- **WHAT YOU WILL DO**
This exercise calls for every record to be returned exactly, with pictures removed.

[Items from a dataset]
___

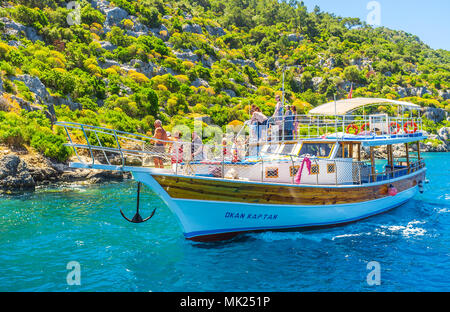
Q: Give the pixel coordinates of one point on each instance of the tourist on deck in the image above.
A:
(196, 147)
(160, 137)
(296, 121)
(288, 124)
(278, 115)
(261, 121)
(177, 149)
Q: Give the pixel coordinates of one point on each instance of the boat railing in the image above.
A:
(95, 145)
(285, 128)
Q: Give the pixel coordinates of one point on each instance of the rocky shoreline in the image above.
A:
(27, 172)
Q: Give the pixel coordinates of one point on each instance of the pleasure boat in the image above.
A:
(328, 175)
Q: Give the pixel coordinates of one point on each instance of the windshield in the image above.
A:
(316, 149)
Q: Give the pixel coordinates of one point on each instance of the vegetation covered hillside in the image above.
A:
(124, 63)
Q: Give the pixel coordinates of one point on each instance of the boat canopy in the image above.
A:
(346, 106)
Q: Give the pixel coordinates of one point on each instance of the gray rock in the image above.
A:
(165, 70)
(36, 86)
(28, 106)
(15, 43)
(114, 16)
(330, 63)
(101, 5)
(194, 28)
(215, 31)
(187, 56)
(108, 45)
(12, 28)
(16, 29)
(402, 92)
(200, 82)
(108, 63)
(159, 32)
(14, 174)
(58, 101)
(316, 82)
(231, 93)
(434, 114)
(244, 62)
(445, 94)
(31, 34)
(208, 60)
(142, 67)
(444, 133)
(419, 91)
(294, 37)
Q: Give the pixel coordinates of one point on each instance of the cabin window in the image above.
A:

___

- **RESULT FOR THIS TASK**
Q: Give the pixel coordinates of one point on each instance of the tourist on deck in the image above.
A:
(196, 147)
(160, 137)
(296, 121)
(288, 124)
(278, 115)
(261, 121)
(177, 149)
Q: Give the pixel coordinates of one point on each instance of the boat railing in the image above.
A:
(95, 145)
(285, 128)
Q: Give the pixel coordinates of one point on each instance of the rocky shoreline in the image above.
A:
(27, 172)
Q: Give the pixel coordinates of one point on each instance of the pleasure boat in the image above.
A:
(328, 175)
Q: Give the pixel coordinates of one point on each instance of the windshield in the image above.
A:
(316, 149)
Q: Give the pixel coordinates of one point on each instance of the vegetation covered hillside in the image above.
A:
(124, 63)
Q: Give the pixel coordinates of one point on each instance of the boat canopy in the image above.
A:
(346, 106)
Q: Give the pixel coordinates of one point on each instance of the gray rock in the image above.
A:
(165, 70)
(36, 86)
(28, 106)
(15, 43)
(114, 16)
(330, 63)
(101, 5)
(194, 28)
(215, 31)
(187, 56)
(108, 45)
(12, 28)
(16, 29)
(402, 92)
(200, 82)
(108, 63)
(159, 32)
(14, 174)
(58, 101)
(316, 82)
(231, 93)
(434, 114)
(244, 62)
(445, 94)
(31, 34)
(208, 60)
(142, 67)
(444, 133)
(419, 91)
(294, 37)
Q: Give the pixel coordinates of one point on each instance of the cabin window in the image above.
A:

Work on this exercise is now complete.